### READING PASSAGE

I wanted to answer these together because they’re indicative of a theme that’s coming up often in questions lately, which is shame or anxiety or disappointment in continuing an activity at a lower level than before. And while the questions aren’t always tied to the pandemic, it hardly seems a coincidence that they’re coming now, when we’ve been immersed in a global emergency for a year and a half. When your life has been turned upside-down, you deserve gentleness and praise for getting through the days, not critique because you didn’t manage to prioritize literally everything at once.

It’s normal for skill levels to slip sometimes, although that doesn’t mean it’s not frustrating or disheartening when it happens. But as hard as it can be to believe when you’re struggling to do something that used to be easy, you’re not actually starting from scratch. All the time and effort you’ve put into your sport, the knowledge and muscle memory you developed, are still there. And if you rebuild the strength you need, or re-learn to steady your mind, you’ll progress infinitely more quickly than someone without experience. Being rusty now doesn’t mean you’ll be rusty forever.

######
### RECORDED DATA

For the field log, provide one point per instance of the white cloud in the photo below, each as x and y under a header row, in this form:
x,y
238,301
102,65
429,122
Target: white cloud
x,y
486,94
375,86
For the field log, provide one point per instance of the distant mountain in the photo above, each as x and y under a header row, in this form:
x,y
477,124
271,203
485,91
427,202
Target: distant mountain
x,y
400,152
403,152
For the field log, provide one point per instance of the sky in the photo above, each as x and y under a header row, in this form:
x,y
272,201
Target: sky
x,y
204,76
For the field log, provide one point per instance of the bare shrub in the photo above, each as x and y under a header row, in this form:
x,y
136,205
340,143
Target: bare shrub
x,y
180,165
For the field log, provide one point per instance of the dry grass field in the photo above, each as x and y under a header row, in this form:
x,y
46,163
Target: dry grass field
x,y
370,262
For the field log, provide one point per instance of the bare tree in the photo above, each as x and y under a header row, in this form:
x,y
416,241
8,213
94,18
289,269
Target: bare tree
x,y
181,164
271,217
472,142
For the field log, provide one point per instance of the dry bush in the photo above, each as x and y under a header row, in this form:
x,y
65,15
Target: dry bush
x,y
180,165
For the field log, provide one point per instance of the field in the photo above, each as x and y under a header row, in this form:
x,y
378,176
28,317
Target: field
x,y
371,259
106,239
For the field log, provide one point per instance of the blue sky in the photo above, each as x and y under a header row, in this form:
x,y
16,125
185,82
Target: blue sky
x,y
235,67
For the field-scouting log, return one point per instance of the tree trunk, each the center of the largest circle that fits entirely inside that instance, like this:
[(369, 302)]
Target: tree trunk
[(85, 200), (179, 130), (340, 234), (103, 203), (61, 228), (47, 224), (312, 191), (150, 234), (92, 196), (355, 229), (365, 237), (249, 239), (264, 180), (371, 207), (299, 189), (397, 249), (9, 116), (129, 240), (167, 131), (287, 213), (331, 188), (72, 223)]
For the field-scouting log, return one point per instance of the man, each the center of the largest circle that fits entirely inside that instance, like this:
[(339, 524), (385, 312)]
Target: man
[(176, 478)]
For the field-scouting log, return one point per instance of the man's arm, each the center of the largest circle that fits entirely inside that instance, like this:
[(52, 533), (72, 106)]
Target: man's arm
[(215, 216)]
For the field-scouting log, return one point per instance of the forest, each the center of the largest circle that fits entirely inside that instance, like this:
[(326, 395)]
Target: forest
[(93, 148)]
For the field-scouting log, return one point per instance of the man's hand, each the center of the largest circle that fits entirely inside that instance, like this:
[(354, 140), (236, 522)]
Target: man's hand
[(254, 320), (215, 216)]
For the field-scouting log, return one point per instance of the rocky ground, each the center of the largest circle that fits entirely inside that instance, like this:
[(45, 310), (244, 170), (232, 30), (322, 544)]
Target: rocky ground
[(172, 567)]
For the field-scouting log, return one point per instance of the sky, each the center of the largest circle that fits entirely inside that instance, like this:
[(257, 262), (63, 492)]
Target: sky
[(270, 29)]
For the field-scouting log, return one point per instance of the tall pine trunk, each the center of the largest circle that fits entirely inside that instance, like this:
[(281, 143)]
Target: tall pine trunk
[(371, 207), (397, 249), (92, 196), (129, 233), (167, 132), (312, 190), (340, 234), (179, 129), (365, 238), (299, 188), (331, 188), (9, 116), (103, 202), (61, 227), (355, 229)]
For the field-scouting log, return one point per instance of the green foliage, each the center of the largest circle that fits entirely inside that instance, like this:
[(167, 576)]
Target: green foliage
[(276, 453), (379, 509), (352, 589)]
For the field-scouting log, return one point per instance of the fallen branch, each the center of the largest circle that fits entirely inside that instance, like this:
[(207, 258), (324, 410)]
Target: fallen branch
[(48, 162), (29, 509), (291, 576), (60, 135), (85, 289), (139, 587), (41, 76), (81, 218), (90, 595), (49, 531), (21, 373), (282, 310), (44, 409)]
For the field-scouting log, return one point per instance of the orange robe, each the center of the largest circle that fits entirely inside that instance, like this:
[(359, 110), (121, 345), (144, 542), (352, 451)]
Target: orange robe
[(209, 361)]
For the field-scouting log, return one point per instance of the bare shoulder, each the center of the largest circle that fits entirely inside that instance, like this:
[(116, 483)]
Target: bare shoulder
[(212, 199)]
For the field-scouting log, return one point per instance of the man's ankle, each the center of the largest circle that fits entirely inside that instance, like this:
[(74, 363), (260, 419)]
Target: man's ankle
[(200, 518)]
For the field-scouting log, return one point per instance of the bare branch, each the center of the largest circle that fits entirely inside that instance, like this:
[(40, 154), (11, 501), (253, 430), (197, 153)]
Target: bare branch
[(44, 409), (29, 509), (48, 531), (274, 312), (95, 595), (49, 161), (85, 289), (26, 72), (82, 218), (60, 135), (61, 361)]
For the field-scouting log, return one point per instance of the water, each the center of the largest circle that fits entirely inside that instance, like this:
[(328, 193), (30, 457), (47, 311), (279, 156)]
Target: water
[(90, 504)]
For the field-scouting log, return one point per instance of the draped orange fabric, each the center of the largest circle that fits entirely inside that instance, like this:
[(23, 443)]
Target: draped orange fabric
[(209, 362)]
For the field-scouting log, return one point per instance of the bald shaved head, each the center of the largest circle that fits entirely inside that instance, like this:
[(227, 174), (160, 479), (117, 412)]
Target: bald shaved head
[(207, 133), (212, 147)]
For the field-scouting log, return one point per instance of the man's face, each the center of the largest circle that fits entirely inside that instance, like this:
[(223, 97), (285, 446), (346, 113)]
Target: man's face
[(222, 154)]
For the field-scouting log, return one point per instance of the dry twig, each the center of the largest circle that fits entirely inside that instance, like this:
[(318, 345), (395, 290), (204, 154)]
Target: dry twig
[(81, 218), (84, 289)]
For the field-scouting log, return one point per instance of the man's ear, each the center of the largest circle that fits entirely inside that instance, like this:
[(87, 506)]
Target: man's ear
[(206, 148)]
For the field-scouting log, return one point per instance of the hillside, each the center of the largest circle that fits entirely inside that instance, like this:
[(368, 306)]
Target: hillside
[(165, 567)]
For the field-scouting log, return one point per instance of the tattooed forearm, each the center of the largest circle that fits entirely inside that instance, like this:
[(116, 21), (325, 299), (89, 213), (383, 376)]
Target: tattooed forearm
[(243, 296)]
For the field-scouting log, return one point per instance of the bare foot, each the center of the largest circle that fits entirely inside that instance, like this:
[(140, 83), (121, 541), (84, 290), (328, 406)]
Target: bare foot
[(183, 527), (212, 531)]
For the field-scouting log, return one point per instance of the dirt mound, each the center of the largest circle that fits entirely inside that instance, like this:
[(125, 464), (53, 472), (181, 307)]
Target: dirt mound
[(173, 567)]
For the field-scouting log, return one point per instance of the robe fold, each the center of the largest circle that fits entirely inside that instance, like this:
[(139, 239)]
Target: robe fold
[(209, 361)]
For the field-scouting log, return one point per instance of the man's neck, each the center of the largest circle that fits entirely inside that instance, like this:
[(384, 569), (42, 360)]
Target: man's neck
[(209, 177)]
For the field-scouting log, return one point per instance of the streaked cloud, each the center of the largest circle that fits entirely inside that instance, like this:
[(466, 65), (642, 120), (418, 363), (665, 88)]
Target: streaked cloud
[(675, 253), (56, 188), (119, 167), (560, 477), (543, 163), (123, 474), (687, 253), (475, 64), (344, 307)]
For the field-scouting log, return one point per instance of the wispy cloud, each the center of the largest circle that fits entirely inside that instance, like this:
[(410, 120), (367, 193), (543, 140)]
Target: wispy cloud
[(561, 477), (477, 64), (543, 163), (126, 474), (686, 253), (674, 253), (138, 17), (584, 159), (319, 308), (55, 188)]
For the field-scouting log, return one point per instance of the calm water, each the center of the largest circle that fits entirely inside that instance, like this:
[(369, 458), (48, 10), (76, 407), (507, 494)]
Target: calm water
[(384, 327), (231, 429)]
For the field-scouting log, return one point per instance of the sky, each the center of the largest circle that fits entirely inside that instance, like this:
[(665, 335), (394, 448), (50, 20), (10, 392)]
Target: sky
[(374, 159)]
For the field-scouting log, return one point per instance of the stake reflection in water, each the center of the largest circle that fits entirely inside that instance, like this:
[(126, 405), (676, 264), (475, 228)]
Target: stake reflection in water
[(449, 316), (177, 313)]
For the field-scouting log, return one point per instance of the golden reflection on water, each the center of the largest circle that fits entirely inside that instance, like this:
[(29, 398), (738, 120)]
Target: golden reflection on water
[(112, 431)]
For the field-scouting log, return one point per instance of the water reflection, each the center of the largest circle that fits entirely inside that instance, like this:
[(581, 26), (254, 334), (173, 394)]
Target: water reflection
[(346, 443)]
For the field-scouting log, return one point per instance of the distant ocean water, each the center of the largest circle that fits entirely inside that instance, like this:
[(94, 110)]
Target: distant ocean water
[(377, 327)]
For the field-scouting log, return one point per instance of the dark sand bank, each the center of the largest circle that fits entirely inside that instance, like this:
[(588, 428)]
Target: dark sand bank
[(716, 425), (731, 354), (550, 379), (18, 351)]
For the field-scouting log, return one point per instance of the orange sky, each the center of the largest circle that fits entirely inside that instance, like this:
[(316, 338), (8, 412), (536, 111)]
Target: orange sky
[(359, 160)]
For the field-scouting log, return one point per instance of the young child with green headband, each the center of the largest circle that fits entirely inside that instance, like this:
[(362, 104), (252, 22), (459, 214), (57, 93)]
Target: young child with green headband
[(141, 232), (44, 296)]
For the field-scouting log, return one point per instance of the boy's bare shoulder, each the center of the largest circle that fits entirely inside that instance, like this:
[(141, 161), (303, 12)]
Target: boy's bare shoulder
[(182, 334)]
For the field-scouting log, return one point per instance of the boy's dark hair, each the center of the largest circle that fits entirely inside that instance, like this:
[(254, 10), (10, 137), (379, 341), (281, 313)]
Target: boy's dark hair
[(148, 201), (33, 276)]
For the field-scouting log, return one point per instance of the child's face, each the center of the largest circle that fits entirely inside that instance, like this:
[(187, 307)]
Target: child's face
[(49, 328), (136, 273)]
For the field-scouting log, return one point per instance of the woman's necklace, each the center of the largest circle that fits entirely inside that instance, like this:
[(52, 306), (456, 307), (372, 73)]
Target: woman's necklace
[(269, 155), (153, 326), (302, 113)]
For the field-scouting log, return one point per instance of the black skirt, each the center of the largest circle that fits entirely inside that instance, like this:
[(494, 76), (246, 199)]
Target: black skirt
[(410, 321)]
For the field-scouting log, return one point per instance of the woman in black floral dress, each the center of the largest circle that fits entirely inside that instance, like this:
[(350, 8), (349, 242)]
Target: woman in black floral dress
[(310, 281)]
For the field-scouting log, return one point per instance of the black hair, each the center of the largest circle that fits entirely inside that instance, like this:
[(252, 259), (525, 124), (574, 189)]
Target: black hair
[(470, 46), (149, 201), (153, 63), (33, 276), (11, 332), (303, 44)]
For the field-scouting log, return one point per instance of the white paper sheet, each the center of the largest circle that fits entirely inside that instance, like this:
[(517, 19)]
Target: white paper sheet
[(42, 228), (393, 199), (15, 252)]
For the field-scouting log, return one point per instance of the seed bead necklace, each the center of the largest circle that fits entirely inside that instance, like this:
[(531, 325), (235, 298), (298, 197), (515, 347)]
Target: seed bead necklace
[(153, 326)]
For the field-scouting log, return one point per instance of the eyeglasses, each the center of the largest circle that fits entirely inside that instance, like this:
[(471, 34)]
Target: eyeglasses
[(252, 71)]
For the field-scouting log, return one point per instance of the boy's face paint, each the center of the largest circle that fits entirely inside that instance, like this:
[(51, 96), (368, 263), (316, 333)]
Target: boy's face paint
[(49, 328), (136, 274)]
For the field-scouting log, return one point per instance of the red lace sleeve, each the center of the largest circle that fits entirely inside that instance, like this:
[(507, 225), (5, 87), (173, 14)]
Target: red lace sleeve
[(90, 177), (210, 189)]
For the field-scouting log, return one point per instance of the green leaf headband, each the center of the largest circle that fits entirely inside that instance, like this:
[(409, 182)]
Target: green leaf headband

######

#### QUESTIONS ON THE MATERIAL
1 > In the advice passage about skill levels slipping, how long does it say we have been immersed in a global emergency?
2 > Continue the advice passage about skill levels slipping, starting after its last sentence.

#### RESPONSES PER TASK
1 > A year and a half.

2 >
But for the sake of argument, let’s say you are rusty forever—that you’ll never get back to the level you once reached. I suspect, even more than actual frustration, it’s your own expectations that make that feel so bad: the shame of having gone backwards, so to speak. If you can identify that shame for what it is—a feeling of failure, rather than an objective reality—it might help you get back to the simple, almost childlike enjoyment you first felt in your sport, which for most people is why they got started in the first case. The last time you were at this level, you enjoyed what you were doing, or at least you enjoyed it enough to keep going and become better. What was it you loved? The feeling of reaching the top of a route and looking out at the view, knowing you got there on your own strength? The fresh air? The camaraderie that comes from working together to do something unusual and beautiful and fun?

For the climber: if you haven’t already, I’d recommend seeing a psychiatrist (or specifically a sports psychiatrist), someone who can help you to process your fear and develop exercises to calm your mind. It makes sad, perfect sense that living in this pandemic would affect your ability to feel safe and secure while engaging in an extreme sport. Your mind and body have adjusted to a world that demands far more vigilance than it used to, and of course you can’t just turn that off while clinging to a rock in midair.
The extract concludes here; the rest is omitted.